[Start Data shown]

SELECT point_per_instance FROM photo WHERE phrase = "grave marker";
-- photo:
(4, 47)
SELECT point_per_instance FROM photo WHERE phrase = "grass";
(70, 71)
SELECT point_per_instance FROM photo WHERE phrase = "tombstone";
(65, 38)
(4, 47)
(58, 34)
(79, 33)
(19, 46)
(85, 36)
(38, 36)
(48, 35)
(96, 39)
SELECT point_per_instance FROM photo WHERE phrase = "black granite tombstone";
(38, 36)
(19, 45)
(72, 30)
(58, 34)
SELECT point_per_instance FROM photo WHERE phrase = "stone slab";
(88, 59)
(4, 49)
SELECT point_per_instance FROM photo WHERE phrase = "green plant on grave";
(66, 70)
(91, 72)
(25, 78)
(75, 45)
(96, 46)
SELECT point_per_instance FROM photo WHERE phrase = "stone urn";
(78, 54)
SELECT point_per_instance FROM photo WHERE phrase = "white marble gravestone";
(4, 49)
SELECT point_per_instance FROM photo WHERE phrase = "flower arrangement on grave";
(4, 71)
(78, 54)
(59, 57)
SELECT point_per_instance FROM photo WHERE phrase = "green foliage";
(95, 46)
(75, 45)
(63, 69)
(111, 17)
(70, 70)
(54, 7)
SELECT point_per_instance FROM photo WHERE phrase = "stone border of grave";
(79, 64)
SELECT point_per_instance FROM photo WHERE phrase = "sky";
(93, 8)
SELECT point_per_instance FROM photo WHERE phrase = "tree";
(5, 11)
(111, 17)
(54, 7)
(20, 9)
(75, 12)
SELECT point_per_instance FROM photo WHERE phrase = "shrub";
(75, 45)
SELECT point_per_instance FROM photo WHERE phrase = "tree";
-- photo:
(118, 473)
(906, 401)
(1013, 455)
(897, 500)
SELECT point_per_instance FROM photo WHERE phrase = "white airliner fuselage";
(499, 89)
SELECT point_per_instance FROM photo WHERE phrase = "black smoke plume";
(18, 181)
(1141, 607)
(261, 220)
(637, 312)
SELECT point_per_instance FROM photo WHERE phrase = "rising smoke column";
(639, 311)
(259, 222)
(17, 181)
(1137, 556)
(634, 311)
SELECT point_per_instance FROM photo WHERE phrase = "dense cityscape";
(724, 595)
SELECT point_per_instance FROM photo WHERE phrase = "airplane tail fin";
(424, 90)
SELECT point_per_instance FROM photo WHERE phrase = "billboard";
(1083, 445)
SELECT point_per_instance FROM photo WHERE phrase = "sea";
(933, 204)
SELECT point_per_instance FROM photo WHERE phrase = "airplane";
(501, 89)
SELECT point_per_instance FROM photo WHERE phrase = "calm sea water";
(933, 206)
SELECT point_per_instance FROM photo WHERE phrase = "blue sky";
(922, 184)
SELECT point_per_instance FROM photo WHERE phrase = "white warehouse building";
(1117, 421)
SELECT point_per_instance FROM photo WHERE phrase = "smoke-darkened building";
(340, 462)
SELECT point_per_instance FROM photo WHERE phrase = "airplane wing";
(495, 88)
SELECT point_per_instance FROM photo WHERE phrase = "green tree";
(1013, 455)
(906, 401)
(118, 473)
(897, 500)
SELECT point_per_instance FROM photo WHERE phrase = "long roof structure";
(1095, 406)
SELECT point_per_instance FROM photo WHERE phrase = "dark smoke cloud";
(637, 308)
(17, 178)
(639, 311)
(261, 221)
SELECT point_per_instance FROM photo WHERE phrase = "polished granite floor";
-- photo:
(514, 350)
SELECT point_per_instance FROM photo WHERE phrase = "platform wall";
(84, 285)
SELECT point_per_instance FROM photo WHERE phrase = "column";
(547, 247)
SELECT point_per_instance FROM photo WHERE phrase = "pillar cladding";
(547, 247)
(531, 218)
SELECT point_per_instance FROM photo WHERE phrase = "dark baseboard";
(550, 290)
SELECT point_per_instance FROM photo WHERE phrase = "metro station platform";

[End Data shown]

### Goal of the exercise
Retype the rows word for word, starting at the first line and stopping after the line that contains "(1083, 445)".

### Exercise solution
SELECT point_per_instance FROM photo WHERE phrase = "grave marker";
-- photo:
(4, 47)
SELECT point_per_instance FROM photo WHERE phrase = "grass";
(70, 71)
SELECT point_per_instance FROM photo WHERE phrase = "tombstone";
(65, 38)
(4, 47)
(58, 34)
(79, 33)
(19, 46)
(85, 36)
(38, 36)
(48, 35)
(96, 39)
SELECT point_per_instance FROM photo WHERE phrase = "black granite tombstone";
(38, 36)
(19, 45)
(72, 30)
(58, 34)
SELECT point_per_instance FROM photo WHERE phrase = "stone slab";
(88, 59)
(4, 49)
SELECT point_per_instance FROM photo WHERE phrase = "green plant on grave";
(66, 70)
(91, 72)
(25, 78)
(75, 45)
(96, 46)
SELECT point_per_instance FROM photo WHERE phrase = "stone urn";
(78, 54)
SELECT point_per_instance FROM photo WHERE phrase = "white marble gravestone";
(4, 49)
SELECT point_per_instance FROM photo WHERE phrase = "flower arrangement on grave";
(4, 71)
(78, 54)
(59, 57)
SELECT point_per_instance FROM photo WHERE phrase = "green foliage";
(95, 46)
(75, 45)
(63, 69)
(111, 17)
(70, 70)
(54, 7)
SELECT point_per_instance FROM photo WHERE phrase = "stone border of grave";
(79, 64)
SELECT point_per_instance FROM photo WHERE phrase = "sky";
(93, 8)
SELECT point_per_instance FROM photo WHERE phrase = "tree";
(5, 11)
(111, 17)
(54, 7)
(20, 9)
(75, 12)
SELECT point_per_instance FROM photo WHERE phrase = "shrub";
(75, 45)
SELECT point_per_instance FROM photo WHERE phrase = "tree";
-- photo:
(118, 473)
(906, 401)
(1013, 455)
(897, 500)
SELECT point_per_instance FROM photo WHERE phrase = "white airliner fuselage";
(499, 89)
SELECT point_per_instance FROM photo WHERE phrase = "black smoke plume";
(18, 181)
(1141, 607)
(261, 220)
(637, 312)
SELECT point_per_instance FROM photo WHERE phrase = "rising smoke column";
(639, 311)
(259, 222)
(17, 181)
(1137, 556)
(634, 311)
SELECT point_per_instance FROM photo WHERE phrase = "dense cityscape";
(724, 595)
SELECT point_per_instance FROM photo WHERE phrase = "airplane tail fin";
(424, 90)
SELECT point_per_instance FROM photo WHERE phrase = "billboard";
(1083, 445)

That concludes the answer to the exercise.